• Directions for this task
In the forum thread about Go and Java, what is Java getting that can be declared non-nullable?

------ Supplied passage

To be clear, all the annotation and Java EE stuff is still going if you want it!

twic 1 day ago|||
jeberle made a completely factual reply to this, but people hate Java so much it's downvoted to dead.
bccdee 1 day ago|||
My big issue with Go is, the language just isn't that great. Zero values instead of sum types, reflection instead of proper macros, a mediocre module system…

Java's warts are far worse than Go. Everything is nullable. There's no module system to speak of. It's so IDE-dependant.

I agree with the spirit of "use boring technology." So thank god Go is boring enough that I don't have to write Java anymore.

za3faran 1 day ago||
> Everything is nullable

Only reference types, the same as in golang (which also has nullable pointers, and its interfaces interact weirdly with null). Java is getting value types, which can be declared as non-nullable.

------------
------ Records supplied

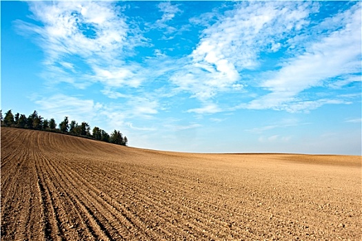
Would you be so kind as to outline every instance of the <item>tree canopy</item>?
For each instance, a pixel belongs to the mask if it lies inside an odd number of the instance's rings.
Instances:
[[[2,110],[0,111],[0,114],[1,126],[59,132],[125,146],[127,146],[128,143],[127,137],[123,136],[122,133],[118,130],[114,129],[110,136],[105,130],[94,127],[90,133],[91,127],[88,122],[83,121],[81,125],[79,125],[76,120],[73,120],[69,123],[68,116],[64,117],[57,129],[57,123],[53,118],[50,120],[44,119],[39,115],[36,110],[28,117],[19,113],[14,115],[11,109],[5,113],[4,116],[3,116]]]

------------
------ Records supplied

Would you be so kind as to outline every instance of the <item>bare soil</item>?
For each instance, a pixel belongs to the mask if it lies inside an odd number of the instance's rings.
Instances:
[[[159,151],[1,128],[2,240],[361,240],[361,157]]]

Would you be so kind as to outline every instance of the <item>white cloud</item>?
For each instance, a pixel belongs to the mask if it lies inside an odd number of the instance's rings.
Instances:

------------

• Output for this task
Value types.